**Assignment**
Copy out the following entries line for line, leaving nothing out and changing nothing.
Record set: Begin
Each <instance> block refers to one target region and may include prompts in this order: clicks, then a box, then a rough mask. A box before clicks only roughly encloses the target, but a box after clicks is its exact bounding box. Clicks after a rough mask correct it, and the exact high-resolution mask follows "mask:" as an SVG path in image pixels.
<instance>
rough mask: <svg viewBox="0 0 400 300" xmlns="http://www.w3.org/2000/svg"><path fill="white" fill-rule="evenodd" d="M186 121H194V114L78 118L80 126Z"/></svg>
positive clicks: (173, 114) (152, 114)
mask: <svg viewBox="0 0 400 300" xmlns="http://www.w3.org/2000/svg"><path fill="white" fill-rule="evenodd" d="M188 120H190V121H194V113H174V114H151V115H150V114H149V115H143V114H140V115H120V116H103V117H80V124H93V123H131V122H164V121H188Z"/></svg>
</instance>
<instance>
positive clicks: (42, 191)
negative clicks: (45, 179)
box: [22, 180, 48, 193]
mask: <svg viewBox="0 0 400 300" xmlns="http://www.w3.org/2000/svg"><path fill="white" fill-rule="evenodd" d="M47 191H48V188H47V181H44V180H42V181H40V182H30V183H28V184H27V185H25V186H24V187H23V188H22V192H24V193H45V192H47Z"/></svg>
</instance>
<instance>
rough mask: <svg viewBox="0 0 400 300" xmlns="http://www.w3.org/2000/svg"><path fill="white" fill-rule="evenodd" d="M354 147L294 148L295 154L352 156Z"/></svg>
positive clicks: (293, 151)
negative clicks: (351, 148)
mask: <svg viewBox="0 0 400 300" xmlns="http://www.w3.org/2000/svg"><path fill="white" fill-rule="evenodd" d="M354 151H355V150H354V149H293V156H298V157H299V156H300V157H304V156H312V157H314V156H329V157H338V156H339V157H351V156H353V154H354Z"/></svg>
Record set: End
**Solution to this problem**
Each <instance> block refers to one target region and may include prompts in this order: clicks, then a box, then a rough mask. A box before clicks only roughly encloses the target, but a box after clicks is its exact bounding box. Clicks after a rough mask correct it, and the exact high-resolution mask follows "mask:" as an SVG path in image pixels.
<instance>
rough mask: <svg viewBox="0 0 400 300" xmlns="http://www.w3.org/2000/svg"><path fill="white" fill-rule="evenodd" d="M186 121H194V114L78 118L80 126Z"/></svg>
positive clicks: (173, 114) (152, 114)
mask: <svg viewBox="0 0 400 300" xmlns="http://www.w3.org/2000/svg"><path fill="white" fill-rule="evenodd" d="M188 120H190V121H194V113H174V114H151V115H150V114H149V115H143V114H140V115H120V116H103V117H80V124H93V123H131V122H164V121H188Z"/></svg>
</instance>
<instance>
positive clicks: (42, 191)
negative clicks: (45, 179)
box: [22, 180, 48, 193]
mask: <svg viewBox="0 0 400 300" xmlns="http://www.w3.org/2000/svg"><path fill="white" fill-rule="evenodd" d="M47 191H48V188H47V181H44V180H42V181H40V182H30V183H28V184H27V185H25V186H24V187H23V188H22V192H24V193H45V192H47Z"/></svg>
</instance>
<instance>
rough mask: <svg viewBox="0 0 400 300" xmlns="http://www.w3.org/2000/svg"><path fill="white" fill-rule="evenodd" d="M354 147L294 148L295 154L352 156Z"/></svg>
positive clicks: (293, 151)
negative clicks: (351, 148)
mask: <svg viewBox="0 0 400 300" xmlns="http://www.w3.org/2000/svg"><path fill="white" fill-rule="evenodd" d="M354 151H355V150H354V149H293V156H298V157H299V156H300V157H304V156H312V157H314V156H329V157H338V156H339V157H351V156H353V154H354Z"/></svg>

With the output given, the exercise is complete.